-- ABOUT THIS EXERCISE --
All lines in the records that carry the string "ibex" are to be shown.

-- Items listed in a dataset --
# # #

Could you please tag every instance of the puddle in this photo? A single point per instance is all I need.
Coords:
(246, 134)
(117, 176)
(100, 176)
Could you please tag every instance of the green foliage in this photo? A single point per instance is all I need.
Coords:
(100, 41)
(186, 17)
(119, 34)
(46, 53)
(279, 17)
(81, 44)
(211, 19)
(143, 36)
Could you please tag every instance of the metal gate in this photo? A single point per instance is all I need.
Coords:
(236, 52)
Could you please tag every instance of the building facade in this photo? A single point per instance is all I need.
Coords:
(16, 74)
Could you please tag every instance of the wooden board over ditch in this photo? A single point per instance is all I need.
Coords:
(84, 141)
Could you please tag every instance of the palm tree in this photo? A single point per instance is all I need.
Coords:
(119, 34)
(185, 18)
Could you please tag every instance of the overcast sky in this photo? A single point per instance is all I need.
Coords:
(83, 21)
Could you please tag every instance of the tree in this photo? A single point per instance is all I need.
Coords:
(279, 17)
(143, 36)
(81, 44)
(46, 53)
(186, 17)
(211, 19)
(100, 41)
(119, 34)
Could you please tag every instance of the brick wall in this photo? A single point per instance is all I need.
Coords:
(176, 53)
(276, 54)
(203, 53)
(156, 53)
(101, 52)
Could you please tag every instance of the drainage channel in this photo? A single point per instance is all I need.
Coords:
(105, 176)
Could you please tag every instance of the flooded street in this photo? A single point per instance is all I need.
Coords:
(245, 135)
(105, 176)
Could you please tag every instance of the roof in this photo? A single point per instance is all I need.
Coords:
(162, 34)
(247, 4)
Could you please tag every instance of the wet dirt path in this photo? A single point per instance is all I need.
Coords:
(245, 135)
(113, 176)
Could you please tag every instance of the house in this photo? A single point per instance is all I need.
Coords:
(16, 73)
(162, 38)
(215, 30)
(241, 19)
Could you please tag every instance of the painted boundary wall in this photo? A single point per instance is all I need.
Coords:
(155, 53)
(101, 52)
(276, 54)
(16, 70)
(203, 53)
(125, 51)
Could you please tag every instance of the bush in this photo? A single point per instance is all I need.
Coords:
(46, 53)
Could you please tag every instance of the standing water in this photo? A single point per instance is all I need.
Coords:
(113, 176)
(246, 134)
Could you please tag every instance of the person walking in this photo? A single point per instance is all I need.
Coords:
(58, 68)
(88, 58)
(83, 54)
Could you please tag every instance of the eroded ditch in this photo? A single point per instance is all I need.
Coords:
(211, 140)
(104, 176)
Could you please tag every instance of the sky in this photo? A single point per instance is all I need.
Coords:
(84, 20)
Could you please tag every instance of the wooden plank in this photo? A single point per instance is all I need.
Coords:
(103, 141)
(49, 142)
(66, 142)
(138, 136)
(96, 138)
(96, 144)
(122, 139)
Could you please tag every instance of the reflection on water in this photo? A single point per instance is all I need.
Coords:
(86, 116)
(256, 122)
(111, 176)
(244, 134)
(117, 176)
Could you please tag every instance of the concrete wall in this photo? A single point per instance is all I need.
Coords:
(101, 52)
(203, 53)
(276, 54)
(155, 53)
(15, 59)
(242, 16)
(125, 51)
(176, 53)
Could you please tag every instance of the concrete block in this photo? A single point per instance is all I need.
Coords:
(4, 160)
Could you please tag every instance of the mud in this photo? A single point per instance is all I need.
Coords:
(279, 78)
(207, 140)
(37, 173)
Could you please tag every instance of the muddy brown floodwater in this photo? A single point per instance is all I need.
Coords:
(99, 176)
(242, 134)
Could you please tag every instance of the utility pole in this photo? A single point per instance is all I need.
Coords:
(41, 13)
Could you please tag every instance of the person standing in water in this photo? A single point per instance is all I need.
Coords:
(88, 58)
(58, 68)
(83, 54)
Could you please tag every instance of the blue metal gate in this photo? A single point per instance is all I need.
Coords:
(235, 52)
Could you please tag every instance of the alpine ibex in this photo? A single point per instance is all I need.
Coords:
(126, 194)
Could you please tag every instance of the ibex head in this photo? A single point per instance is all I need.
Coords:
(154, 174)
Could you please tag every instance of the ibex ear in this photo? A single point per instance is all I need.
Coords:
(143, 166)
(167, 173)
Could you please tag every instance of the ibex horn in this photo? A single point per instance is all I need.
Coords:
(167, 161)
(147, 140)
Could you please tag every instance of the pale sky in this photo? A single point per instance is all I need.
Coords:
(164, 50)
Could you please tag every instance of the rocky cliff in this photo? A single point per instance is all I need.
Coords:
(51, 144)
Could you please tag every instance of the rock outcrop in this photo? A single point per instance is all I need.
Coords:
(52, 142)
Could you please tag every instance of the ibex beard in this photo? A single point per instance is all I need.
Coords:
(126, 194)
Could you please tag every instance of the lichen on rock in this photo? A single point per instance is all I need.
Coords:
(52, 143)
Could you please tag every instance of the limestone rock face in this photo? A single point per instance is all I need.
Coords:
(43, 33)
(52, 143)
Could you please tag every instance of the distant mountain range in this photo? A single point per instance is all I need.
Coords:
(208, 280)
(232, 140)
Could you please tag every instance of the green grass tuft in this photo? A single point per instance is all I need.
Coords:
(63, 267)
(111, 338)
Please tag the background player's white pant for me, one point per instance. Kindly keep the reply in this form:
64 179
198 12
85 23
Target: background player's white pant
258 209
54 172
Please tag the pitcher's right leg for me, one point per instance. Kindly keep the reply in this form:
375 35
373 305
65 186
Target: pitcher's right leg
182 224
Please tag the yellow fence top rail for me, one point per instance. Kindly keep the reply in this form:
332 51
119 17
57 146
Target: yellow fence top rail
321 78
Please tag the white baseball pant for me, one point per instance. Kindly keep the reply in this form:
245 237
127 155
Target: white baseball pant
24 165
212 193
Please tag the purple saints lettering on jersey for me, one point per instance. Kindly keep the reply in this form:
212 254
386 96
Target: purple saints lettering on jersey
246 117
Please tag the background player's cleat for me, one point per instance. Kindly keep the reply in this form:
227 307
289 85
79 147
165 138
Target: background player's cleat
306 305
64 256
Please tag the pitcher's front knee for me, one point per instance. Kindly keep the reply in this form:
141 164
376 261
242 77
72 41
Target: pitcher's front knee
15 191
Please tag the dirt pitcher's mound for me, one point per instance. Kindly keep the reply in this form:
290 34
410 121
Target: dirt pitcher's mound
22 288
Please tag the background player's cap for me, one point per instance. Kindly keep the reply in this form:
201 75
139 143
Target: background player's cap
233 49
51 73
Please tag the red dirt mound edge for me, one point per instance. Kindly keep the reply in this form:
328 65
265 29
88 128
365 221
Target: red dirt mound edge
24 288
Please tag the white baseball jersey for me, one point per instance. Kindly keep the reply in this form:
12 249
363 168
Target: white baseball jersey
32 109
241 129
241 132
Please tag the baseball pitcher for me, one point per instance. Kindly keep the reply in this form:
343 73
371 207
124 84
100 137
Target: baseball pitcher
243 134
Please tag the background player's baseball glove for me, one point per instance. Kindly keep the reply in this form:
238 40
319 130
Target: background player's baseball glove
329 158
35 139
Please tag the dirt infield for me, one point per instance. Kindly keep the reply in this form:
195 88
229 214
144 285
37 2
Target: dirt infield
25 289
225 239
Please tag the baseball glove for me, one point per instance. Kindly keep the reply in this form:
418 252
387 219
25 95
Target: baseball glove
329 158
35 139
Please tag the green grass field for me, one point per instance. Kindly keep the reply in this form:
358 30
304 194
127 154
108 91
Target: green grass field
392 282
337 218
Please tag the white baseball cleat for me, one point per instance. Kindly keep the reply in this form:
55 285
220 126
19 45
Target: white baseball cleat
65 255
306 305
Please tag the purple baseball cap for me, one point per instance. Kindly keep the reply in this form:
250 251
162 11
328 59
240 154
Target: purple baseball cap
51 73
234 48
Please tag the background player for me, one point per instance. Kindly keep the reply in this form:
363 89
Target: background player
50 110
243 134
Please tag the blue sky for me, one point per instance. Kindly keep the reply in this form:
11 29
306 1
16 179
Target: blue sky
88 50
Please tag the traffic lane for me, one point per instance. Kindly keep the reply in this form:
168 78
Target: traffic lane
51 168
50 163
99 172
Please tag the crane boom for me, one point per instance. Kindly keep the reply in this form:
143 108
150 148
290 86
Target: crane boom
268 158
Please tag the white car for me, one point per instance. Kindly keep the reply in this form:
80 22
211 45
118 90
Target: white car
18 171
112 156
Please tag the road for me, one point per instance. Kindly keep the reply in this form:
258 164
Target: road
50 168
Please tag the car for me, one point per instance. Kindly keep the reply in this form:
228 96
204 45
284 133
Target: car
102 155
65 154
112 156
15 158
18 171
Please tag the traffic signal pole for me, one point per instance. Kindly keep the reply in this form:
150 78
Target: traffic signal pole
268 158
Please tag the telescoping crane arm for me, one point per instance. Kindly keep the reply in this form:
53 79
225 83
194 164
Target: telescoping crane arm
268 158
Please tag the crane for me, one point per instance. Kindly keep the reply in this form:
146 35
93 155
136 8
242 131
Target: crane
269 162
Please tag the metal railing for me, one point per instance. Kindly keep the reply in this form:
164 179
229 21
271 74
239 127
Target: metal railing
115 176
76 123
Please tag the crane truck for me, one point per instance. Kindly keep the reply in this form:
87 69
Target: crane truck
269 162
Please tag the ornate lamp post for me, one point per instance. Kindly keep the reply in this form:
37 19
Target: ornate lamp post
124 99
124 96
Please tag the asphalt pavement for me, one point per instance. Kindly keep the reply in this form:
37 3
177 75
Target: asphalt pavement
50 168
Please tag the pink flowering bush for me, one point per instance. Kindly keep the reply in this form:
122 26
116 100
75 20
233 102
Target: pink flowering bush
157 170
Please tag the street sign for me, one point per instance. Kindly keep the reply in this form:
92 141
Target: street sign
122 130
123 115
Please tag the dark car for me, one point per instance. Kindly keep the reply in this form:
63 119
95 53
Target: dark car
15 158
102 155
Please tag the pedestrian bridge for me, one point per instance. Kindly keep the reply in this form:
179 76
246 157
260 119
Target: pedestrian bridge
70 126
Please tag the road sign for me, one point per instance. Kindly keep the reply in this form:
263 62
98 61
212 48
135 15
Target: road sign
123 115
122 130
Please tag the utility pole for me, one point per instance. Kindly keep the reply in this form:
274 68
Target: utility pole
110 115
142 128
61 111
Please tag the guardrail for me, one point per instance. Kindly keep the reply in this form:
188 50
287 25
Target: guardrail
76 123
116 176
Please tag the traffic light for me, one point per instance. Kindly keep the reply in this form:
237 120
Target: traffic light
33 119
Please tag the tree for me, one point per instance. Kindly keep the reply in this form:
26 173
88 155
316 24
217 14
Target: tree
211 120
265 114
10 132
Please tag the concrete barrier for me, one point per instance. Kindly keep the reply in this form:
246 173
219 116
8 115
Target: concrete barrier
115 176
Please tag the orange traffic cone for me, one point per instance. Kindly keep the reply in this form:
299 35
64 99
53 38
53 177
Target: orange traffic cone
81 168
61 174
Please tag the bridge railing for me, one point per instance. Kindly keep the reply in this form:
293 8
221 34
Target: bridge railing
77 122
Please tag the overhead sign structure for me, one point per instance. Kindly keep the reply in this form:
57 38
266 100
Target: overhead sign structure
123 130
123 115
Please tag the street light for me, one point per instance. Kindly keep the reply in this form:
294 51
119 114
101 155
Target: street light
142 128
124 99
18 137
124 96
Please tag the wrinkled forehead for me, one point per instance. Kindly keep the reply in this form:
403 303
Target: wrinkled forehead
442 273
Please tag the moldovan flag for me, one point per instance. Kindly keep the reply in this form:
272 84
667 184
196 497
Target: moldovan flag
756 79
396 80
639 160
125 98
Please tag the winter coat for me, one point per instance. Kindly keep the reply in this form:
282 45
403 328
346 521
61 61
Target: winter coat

# # #

-- COMPLETED EXERCISE --
Could you please tag every instance of the alpine ibex in this photo? A single point per instance is all I need.
Could you please tag every instance of the ibex head in this photo? A single point per instance is all I need.
Could you please tag every instance of the ibex ear in this photo? A single point per instance is all I need.
Could you please tag every instance of the ibex horn in this photo? A single point per instance is all I need.
Could you please tag every instance of the ibex beard in this photo? A single point per instance is all I need.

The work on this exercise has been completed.